*YOUR OBJECTIVE*. Word for word, restate every record, though not the pictures.

*DATASET*.
────────

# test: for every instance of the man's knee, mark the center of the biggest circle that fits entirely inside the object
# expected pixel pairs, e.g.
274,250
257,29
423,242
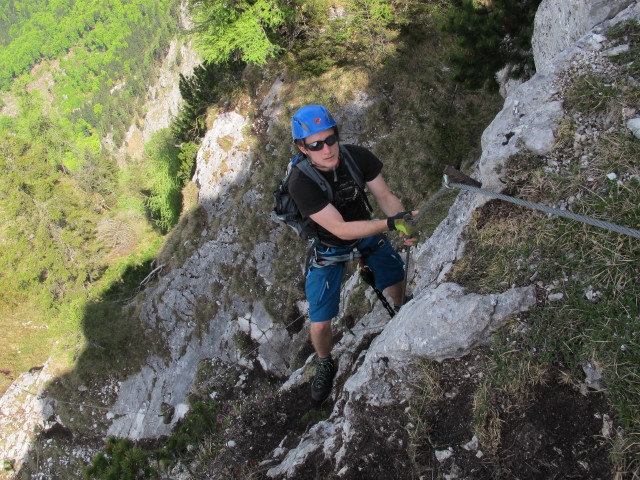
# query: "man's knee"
321,328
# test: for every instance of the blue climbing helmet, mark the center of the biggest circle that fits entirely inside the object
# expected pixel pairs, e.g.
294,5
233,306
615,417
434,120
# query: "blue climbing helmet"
309,120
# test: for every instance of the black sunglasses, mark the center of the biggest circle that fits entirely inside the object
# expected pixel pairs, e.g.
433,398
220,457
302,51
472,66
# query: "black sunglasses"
319,145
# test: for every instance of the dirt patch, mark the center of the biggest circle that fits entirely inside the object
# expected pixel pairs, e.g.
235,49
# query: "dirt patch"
557,435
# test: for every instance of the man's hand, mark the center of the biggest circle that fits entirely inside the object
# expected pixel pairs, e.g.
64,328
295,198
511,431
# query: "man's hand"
403,222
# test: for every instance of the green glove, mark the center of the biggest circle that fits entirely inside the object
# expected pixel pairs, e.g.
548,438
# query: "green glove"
403,222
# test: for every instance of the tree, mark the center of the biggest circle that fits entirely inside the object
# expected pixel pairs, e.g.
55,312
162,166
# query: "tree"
490,36
228,29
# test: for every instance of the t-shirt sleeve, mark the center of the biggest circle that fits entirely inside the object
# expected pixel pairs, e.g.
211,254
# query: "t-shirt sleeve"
307,194
369,164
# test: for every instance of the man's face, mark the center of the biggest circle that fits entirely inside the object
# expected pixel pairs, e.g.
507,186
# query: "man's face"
327,158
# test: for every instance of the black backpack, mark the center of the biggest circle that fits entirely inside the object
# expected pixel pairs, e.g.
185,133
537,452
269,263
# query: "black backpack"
286,210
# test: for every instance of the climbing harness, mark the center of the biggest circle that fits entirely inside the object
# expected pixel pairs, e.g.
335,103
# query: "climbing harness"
320,261
464,182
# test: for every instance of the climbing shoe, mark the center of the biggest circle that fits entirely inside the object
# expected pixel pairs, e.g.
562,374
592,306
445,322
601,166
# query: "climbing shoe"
323,381
397,308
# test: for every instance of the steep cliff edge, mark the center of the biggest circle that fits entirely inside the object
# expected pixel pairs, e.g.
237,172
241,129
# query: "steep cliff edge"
261,362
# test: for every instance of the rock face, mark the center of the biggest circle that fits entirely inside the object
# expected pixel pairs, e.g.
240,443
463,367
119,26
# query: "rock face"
559,23
376,354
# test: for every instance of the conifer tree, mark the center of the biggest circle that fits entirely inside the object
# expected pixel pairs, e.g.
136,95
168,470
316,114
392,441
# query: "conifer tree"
489,36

────────

*EXPECTED ANSWER*.
# test: for every instance of the man's knee, mark the center of the biggest circle that fits entirely inside the object
# expected pixel pairs, e.g.
274,250
257,29
423,242
# query: "man's knee"
321,328
# test: for every instance of the blue climbing helmet, mark the center of the biggest circle that fits entirely inside the object
# expected pixel pairs, e.g.
294,5
233,306
615,417
434,120
# query: "blue climbing helmet"
309,120
# test: for every instance of the black sunglasses, mark the center of the biggest circle that fits entirely inside the object
# expected pixel pairs, e.g.
433,398
220,457
302,51
472,66
# query: "black sunglasses"
319,145
# test: for every instance of the dirt patch, mark the center of the biggest circle that fits entirely inside the object
# expected pixel pairs, e.g.
235,49
# query: "dirt patch"
557,435
# test: for every instance of the man's hand, mark the center of the biggest circle that fits entirely inside the object
# expected pixel pairs, e.g.
64,328
295,198
511,431
# query: "man's hand"
403,222
# test: for every instance of the green glove, mark the center of the biggest circle that fits entirely inside the object
# expected pixel pairs, e.g.
548,438
# query: "green glove"
403,222
# test: for every instance of the tree, mark the center of the biggest circle that fits entirely inside the object
# expected pixel pairs, e.g.
55,312
162,166
# query: "tree"
490,36
228,29
# test: for every instance of the t-shirt sleeve, mark the center of the biggest circle that fits entirely inside the object
# expected pixel pairs, e.g.
211,254
# query: "t-shirt sleeve"
307,194
369,164
# test: for every instance of the man's face, mark the center of the biggest circle that fits entirely inside the object
# expected pixel pairs, e.g.
507,186
# query: "man's face"
327,158
# test: for every instance of the black backpack, mark the center of the biggest circle that fits entirely inside the object
# expected pixel pairs, e.g.
185,133
537,452
269,263
# query: "black backpack"
286,210
# test: for every instance of the climbing harness, mark the center of the biggest circle that fits entirely inside the object
# expected pixel pairs, e.g.
335,103
# query: "climbing harness"
320,261
464,182
# test: for every instance of the climbing shoe, mark the center of the biggest circle that fits entirely inside the object
# expected pixel pairs, e.g.
562,374
592,306
445,322
601,166
# query: "climbing shoe"
323,381
397,308
# test: for every instance of the steep cliff edge, mark the center of the biggest circle that fits entirely inside the object
# expected pixel pairs, e.g.
237,172
241,129
# query: "steep cliff edge"
261,362
# test: for every instance of the rock face, mark the center of the biggest circle that fits entirely inside the object
# expected pixel pairs, e.g.
240,443
463,367
119,26
# query: "rock face"
559,23
376,354
# test: for every instance of the conifer tree, mark the center of the biggest circle that fits entirely inside the object
# expected pixel pairs, e.g.
136,95
168,470
316,114
392,441
# query: "conifer tree"
489,36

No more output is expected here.